Julien Soro (sax alto),Quentin Ghomari (tp), Ariel Tessier (dms), Alexandre Perrot (cb)

 

Une découverte heureuse, avouons-le, pour éclairer les derniers feux de l’été, ce quartet Lande dans un album nommé La caverne. Des titres plus ou moins mystérieux (Ah! Platon) pour une musique forte, souvent âpre, qui ne revêt pas les atours d’une séduction immédiate. Mais on ne résiste pas longtemps à ces climats tendus et dissonants, rêches, à cette musique intense, articulée autour d’un soubassement rythmique imposant.

Les compositions sont toutes du contrebassiste Alexandre Perrot (qui fait partie comme le batteur Ariel Tessier de l’orchestre Pan-G, du collectif LOO), à l’exception de « Loosy » de Quentin Ghomari, trompettiste de Papanosh qui s’associe à l’autre soufflant, l’altiste Julien Soro, qu’il connaît bien, puisque tous deux officient dans Ping Machine. Toujours des histoires d’affinités sélectives. Les présentations faites, ces musiciens qui échangent dans une logique complice nous offrent un paysage sonore contrasté, moins géologique que géographique : à défaut d’un magma volcanique, une lande battue par les vents qui se termine dans l’océan : un volet plus onirique, une ode maritime en forme de suite à tiroir, plus lyrique, apaisée mais pas moins sombre que les trois premiers thèmes plus emportés.
########
■ Série d'exercices:
A: D'après la chronique de l'album La caverne, pourquoi Quentin Ghomari connaît-il bien l'altiste Julien Soro ? Répondez en une à trois phrases.
B: Selon la chronique de l'album La caverne, quelle composition n'est pas signée par le contrebassiste Alexandre Perrot ?

■ Segment de données:
########
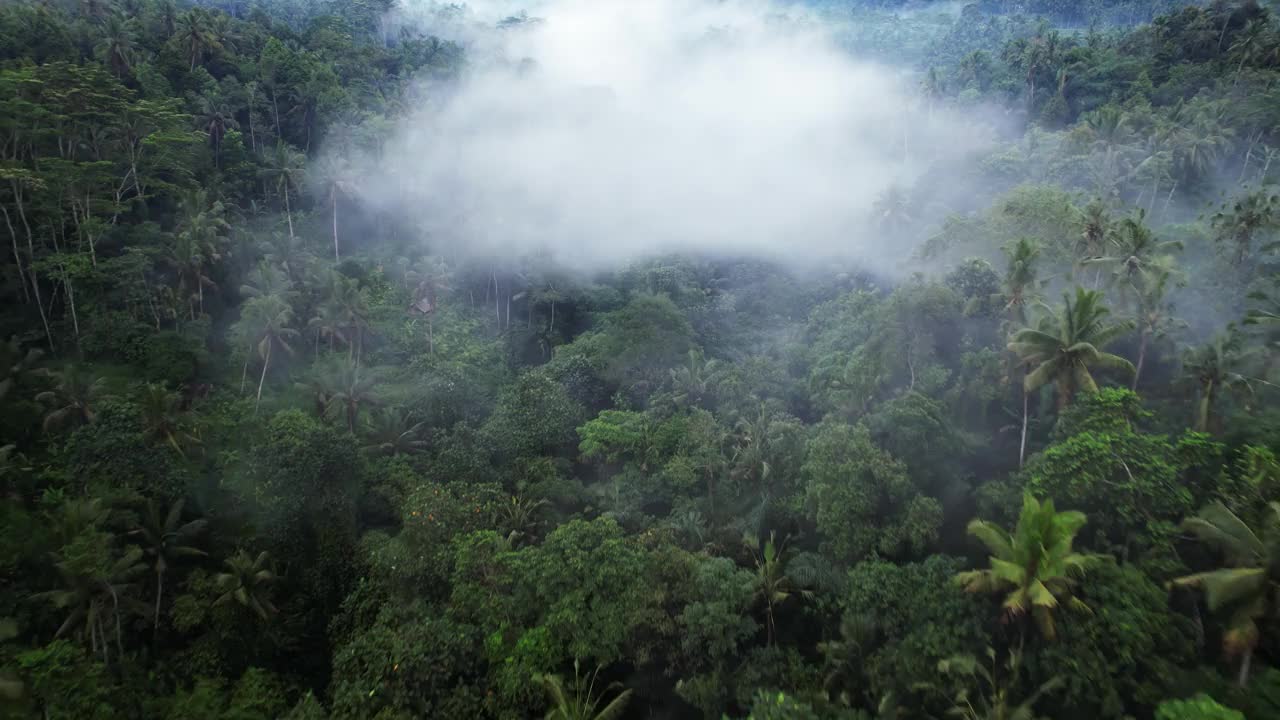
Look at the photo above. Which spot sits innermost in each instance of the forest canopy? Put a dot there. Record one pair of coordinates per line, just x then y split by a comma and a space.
########
■ Résultats des exercices:
A: Quentin Ghomari connaît bien Julien Soro parce que tous deux officient dans Ping Machine.

B: « Loosy », de Quentin Ghomari.